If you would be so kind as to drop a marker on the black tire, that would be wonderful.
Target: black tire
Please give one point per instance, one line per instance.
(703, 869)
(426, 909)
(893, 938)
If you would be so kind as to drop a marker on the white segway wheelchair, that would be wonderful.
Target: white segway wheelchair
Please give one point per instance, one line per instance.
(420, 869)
..............................
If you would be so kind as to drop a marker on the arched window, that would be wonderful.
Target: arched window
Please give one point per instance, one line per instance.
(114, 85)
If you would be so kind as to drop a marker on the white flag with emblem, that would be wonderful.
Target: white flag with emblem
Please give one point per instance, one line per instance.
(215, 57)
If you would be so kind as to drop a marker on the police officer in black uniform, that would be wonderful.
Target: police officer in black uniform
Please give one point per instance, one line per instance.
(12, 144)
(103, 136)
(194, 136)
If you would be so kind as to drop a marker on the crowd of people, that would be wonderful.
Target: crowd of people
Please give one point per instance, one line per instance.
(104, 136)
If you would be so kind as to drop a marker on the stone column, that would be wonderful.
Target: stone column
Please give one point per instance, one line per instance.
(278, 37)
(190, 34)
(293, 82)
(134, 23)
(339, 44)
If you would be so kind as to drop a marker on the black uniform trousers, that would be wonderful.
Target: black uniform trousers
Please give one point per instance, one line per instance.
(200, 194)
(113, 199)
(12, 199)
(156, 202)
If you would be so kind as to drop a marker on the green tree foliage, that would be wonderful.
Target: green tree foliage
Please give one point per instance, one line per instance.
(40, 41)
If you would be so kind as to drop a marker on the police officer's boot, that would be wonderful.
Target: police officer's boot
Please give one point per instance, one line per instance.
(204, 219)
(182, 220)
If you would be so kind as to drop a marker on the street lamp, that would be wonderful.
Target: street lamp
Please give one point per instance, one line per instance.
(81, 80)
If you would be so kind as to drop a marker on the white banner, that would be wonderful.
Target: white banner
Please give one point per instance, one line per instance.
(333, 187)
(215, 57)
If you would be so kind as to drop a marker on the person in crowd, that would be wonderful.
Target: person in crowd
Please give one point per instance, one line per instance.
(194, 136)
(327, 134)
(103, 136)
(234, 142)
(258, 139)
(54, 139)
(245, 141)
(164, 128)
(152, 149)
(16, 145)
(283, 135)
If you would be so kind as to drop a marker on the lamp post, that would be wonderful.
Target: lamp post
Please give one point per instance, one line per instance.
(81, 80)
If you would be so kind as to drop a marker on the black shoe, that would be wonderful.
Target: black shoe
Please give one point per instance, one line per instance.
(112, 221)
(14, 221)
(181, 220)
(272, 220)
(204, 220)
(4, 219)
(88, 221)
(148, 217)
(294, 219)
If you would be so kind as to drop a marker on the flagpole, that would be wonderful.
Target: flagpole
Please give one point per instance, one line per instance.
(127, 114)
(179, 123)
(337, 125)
..............................
### Work instruction
Word for word, restate the lines of the data above that fall between the line holding "column, that would be wonderful." and the line holding "Target: police officer's boot", inclusive, and no other lines.

### Solution for this problem
If you would be so kind as to drop a marker on the stone column, that would be wonderful.
Target: stone column
Please give one point per instance, one line per instance.
(278, 37)
(190, 34)
(293, 82)
(134, 23)
(339, 44)
If you would be so kind as to drop a marker on the black uniform trousers, that would be wonderful.
Target: black uniform trousers
Please give one point per instance, one line per instance.
(200, 194)
(113, 199)
(12, 199)
(156, 202)
If you would be so kind as to drop a marker on the green tree foliage, that would be wonderful.
Target: green tree foliage
Please give one point per instance, one line per instance.
(40, 41)
If you would be so kind as to drop a marker on the police officer's boot, that would be wonderful.
Target: police officer's boot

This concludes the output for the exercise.